* **EXERCISE OBJECTIVE**: From the line containing "Would you point out the white baseball cleat" down to the last line of the records below, restate each line word for word and leave out the rest.

***** PROVIDED MATERIAL *****

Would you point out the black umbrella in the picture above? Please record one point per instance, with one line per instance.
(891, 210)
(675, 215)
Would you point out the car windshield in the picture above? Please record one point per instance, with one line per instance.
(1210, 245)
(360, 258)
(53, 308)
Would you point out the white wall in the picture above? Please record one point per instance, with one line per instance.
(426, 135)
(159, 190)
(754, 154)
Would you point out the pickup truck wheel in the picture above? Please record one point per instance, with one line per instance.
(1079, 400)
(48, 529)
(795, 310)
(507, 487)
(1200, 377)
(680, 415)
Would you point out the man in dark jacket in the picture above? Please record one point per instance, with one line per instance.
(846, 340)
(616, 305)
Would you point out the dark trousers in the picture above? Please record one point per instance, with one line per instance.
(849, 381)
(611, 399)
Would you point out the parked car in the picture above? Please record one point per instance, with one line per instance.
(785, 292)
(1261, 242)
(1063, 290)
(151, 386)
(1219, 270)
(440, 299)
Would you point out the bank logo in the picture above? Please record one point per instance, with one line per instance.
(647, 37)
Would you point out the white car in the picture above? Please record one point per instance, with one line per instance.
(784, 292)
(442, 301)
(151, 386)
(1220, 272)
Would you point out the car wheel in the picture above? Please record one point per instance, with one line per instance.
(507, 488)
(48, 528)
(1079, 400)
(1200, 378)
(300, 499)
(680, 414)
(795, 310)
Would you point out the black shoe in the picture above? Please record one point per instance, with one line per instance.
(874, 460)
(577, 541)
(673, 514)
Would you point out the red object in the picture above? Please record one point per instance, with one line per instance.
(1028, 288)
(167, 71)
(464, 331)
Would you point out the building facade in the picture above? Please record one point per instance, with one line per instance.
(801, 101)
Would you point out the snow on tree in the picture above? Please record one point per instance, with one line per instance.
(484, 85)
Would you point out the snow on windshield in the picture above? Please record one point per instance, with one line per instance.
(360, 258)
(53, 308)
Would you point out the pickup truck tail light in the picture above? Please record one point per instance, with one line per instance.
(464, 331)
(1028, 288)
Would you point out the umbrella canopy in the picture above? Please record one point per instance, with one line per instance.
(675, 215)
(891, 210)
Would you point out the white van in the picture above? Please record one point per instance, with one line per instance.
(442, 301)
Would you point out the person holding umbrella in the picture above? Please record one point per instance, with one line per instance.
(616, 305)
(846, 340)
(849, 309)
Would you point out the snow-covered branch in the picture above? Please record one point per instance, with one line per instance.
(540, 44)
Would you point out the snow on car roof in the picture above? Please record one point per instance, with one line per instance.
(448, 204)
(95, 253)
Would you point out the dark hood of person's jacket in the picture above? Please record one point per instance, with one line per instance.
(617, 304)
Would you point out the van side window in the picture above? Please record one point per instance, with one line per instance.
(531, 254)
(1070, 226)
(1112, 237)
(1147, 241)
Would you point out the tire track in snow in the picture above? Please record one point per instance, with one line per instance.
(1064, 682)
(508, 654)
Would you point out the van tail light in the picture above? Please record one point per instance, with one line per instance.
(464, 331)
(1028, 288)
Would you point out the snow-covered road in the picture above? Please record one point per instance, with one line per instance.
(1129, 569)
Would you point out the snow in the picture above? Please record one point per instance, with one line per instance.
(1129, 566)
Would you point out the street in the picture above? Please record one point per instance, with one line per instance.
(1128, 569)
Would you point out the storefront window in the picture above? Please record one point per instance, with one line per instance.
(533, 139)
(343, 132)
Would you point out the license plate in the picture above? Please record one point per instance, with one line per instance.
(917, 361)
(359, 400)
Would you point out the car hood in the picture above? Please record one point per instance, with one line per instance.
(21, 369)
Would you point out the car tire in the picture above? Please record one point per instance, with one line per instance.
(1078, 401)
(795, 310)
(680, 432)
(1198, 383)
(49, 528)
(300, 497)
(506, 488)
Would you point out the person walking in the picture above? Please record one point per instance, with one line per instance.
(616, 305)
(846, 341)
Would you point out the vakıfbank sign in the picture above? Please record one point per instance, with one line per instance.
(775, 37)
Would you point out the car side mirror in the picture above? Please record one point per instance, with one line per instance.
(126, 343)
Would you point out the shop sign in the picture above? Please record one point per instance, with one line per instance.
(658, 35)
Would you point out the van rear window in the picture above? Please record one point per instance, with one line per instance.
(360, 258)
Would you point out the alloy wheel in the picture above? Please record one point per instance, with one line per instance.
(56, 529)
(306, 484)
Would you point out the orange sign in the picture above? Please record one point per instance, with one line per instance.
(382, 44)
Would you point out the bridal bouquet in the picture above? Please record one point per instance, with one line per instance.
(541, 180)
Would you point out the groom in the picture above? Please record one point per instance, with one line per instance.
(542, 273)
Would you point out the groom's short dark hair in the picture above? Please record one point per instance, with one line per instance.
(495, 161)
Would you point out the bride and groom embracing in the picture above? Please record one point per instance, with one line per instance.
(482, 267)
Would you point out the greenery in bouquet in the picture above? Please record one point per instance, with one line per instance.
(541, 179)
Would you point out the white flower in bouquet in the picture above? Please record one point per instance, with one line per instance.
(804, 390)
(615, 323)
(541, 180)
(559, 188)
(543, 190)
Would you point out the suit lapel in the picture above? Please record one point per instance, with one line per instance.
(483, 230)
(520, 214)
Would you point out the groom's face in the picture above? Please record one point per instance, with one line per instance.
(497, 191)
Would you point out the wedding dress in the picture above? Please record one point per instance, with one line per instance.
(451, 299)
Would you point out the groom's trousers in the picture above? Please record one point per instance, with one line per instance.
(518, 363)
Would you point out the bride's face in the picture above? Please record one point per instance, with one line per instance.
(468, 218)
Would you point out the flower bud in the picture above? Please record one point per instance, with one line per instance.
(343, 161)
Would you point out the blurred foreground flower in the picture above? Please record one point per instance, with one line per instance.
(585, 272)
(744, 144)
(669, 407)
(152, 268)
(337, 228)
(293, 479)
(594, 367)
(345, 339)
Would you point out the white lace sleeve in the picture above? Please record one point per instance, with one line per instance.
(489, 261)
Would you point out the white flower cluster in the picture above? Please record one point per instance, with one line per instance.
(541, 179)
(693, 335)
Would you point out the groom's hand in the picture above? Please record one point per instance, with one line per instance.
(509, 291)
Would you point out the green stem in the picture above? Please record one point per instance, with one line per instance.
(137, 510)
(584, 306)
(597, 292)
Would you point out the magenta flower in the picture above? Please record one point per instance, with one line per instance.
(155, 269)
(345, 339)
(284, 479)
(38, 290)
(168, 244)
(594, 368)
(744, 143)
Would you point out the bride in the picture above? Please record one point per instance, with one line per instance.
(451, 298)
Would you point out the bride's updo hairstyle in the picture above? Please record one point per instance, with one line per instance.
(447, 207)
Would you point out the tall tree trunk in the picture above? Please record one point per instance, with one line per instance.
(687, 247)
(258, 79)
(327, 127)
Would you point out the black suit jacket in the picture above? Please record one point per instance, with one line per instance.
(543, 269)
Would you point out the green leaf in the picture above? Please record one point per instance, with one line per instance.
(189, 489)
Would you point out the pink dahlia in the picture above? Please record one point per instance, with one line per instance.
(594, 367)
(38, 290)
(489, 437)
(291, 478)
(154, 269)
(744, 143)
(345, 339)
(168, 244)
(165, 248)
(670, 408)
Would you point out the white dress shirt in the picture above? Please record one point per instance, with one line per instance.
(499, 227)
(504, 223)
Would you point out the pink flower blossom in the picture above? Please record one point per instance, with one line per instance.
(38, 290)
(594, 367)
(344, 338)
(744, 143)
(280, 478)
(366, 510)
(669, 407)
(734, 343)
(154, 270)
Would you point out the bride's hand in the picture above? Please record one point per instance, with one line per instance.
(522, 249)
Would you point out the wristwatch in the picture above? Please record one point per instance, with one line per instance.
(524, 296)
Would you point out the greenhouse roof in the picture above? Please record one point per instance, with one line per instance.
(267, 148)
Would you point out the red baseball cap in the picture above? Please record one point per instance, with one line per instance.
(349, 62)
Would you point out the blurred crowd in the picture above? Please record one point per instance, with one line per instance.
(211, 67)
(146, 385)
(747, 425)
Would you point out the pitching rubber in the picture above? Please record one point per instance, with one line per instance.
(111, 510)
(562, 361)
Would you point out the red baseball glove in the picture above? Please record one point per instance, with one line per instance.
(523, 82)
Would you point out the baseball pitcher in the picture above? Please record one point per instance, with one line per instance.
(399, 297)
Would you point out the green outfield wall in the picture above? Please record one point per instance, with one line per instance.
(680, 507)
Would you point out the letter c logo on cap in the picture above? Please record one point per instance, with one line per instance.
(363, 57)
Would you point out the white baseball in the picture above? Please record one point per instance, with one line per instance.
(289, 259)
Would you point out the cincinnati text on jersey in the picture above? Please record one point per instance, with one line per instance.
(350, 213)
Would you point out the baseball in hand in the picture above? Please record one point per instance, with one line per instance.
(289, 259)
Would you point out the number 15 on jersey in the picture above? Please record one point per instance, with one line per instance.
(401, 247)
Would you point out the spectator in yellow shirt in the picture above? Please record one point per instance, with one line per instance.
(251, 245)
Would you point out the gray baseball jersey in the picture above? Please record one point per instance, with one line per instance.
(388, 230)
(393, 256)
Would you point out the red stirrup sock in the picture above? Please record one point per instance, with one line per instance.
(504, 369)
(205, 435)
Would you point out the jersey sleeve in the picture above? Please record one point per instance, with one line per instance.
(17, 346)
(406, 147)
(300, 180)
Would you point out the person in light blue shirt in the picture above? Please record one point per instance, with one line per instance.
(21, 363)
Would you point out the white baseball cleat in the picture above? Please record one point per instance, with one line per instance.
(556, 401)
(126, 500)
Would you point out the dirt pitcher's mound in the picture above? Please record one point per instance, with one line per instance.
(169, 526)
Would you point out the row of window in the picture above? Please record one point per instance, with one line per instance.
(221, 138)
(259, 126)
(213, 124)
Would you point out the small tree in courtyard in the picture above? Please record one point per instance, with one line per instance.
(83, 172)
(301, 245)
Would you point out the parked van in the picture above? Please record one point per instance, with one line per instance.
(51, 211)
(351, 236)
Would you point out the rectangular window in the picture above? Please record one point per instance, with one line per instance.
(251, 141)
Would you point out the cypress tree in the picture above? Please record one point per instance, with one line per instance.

*****

* **ANSWER TO THIS TASK**:
Would you point out the white baseball cleat in the picture above? Please record one point per instance, with one line per instance.
(556, 401)
(126, 500)
Would you point out the dirt pitcher's mound in the picture above? Please record one point per instance, with one line per instance.
(169, 526)
Would you point out the row of window in the picture above? Please record one point per instance, with one line per instance.
(221, 138)
(259, 126)
(213, 124)
Would you point out the small tree in courtyard in the picture above? Please record one point per instance, with one line per instance.
(83, 172)
(301, 245)
Would you point out the parked van in the picture above? Please record one point per instance, with one line per instance.
(51, 211)
(351, 236)
Would you point out the rectangular window in the picture above? Please record one point per instance, with one line per instance.
(251, 141)
Would you point out the cypress tree in the picture above? Please record one point per instance, with one line per instance.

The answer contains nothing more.